[Location identification records]
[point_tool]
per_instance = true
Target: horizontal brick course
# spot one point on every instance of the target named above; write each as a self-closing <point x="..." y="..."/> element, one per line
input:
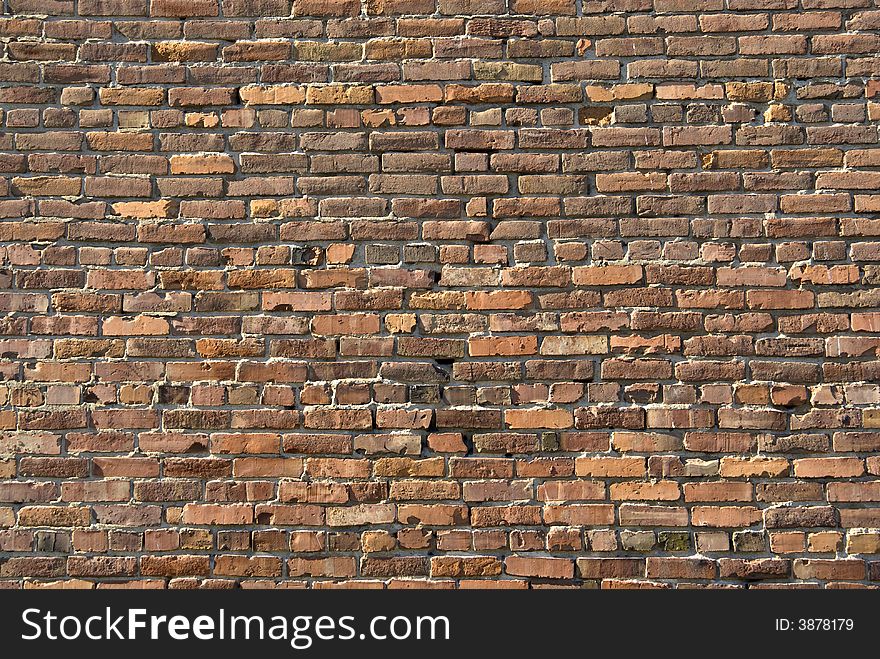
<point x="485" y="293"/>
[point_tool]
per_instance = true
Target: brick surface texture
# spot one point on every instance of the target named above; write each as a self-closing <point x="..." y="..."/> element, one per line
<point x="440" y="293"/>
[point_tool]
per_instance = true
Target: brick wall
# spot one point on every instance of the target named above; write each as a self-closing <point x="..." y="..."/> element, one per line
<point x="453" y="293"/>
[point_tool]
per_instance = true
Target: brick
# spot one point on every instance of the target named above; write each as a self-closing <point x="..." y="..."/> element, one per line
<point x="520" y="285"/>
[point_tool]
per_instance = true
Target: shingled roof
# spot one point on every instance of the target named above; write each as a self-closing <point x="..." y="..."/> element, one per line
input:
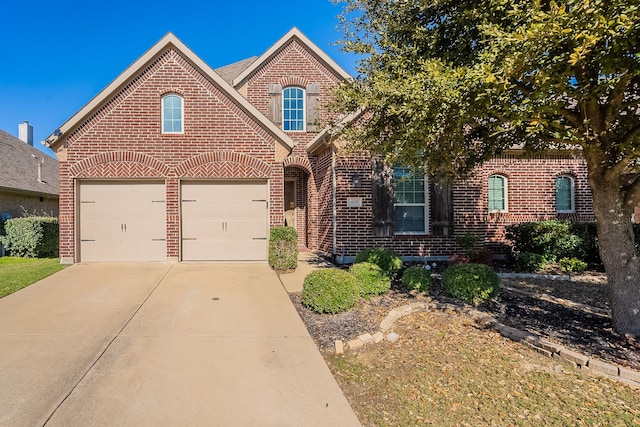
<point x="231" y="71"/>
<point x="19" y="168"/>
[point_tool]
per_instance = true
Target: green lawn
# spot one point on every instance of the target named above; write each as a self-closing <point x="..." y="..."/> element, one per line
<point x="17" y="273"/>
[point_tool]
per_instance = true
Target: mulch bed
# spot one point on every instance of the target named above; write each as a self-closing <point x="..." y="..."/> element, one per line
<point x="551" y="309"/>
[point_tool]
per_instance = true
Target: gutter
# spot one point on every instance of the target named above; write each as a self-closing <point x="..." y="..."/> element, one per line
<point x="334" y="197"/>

==

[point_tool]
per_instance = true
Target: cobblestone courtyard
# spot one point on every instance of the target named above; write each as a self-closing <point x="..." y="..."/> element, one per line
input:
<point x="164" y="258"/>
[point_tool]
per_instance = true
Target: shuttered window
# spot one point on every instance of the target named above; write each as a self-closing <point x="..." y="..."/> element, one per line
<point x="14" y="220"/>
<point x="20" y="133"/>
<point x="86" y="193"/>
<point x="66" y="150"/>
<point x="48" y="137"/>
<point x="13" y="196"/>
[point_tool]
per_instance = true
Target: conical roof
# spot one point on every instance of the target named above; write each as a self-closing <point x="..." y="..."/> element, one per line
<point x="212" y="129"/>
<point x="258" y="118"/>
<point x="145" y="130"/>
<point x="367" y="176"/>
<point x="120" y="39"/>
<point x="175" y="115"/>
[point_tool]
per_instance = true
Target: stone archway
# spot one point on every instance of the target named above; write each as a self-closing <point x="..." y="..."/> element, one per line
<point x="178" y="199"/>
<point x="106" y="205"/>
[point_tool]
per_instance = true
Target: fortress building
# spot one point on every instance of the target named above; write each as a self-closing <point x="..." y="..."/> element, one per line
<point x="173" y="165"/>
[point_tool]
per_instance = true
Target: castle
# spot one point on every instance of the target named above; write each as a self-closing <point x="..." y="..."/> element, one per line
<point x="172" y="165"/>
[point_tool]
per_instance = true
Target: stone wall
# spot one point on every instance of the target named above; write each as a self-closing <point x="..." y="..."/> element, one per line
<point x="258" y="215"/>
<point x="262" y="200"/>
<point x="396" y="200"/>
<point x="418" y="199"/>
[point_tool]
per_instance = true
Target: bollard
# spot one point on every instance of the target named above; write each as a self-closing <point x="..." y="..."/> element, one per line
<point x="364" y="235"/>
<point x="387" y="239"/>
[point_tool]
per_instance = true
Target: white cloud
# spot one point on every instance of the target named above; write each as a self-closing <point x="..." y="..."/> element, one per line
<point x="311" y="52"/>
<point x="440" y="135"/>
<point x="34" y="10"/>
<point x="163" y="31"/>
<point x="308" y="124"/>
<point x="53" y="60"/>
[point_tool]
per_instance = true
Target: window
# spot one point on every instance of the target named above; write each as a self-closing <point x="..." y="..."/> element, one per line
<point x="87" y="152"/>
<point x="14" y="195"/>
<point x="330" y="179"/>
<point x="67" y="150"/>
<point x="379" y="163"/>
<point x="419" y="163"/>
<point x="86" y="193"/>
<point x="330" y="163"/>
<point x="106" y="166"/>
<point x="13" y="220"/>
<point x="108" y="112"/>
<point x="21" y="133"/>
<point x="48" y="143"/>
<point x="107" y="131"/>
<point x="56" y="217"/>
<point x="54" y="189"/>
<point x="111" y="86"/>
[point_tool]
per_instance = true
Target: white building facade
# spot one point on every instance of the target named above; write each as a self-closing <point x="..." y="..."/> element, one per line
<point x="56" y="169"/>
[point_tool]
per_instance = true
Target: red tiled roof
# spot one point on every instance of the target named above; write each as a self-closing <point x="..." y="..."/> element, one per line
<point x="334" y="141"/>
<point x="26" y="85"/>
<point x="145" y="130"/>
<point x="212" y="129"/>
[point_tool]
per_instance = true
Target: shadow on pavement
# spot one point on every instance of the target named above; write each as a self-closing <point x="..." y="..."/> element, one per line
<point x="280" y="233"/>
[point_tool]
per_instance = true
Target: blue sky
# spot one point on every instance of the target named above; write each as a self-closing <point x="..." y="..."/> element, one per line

==

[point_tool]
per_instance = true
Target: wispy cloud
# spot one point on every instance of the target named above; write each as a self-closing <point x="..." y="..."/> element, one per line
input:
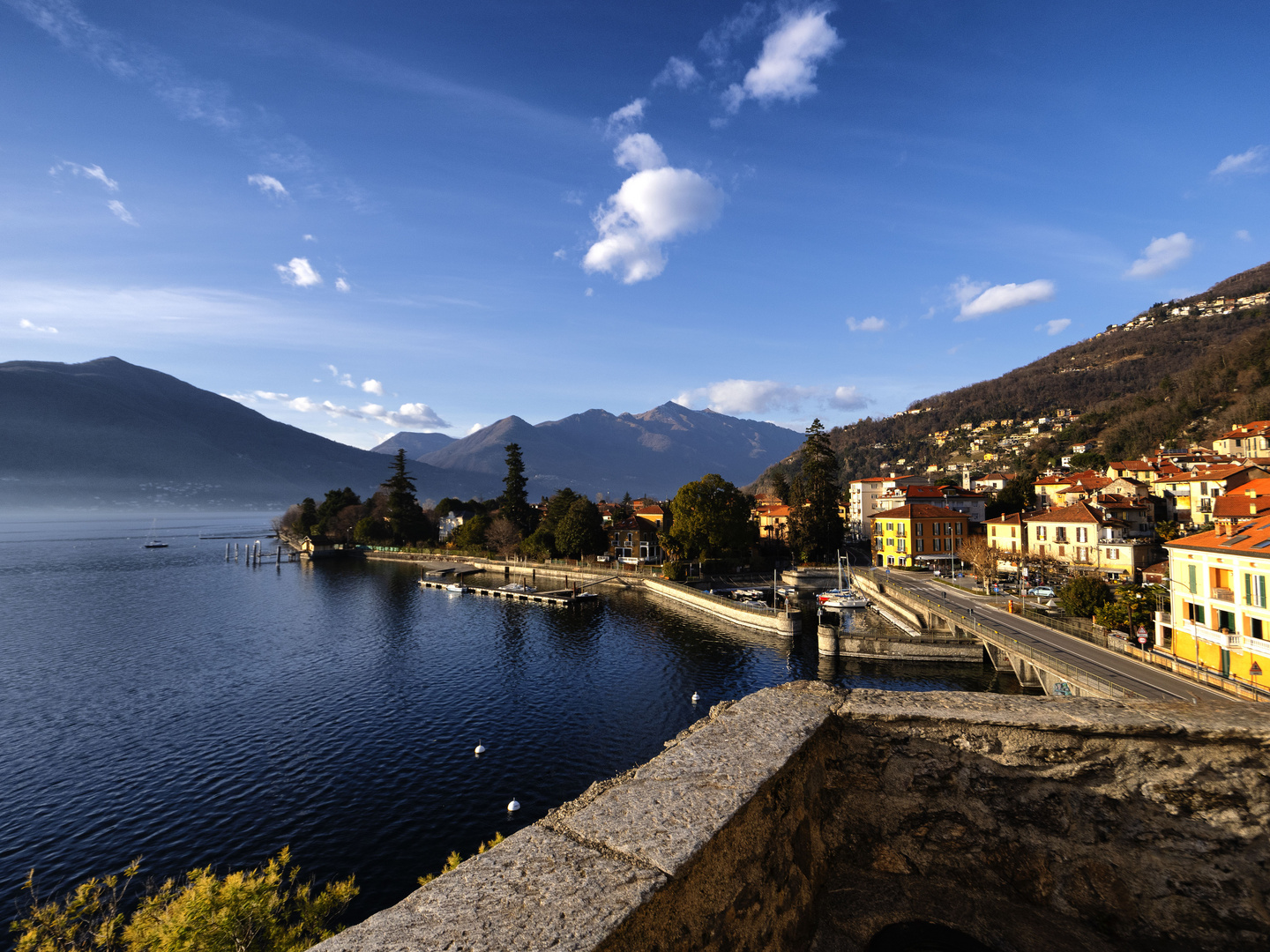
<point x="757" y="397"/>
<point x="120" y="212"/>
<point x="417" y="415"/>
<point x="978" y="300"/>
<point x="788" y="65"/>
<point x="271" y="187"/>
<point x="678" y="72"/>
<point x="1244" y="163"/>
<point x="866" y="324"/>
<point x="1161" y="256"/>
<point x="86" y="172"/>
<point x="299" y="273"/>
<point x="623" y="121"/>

### WHAT IS BEING ASKED:
Locate each line in the records that contains the word "white", and copy every such line in full.

### RESPONSE:
Target: white cloud
Target: white building facade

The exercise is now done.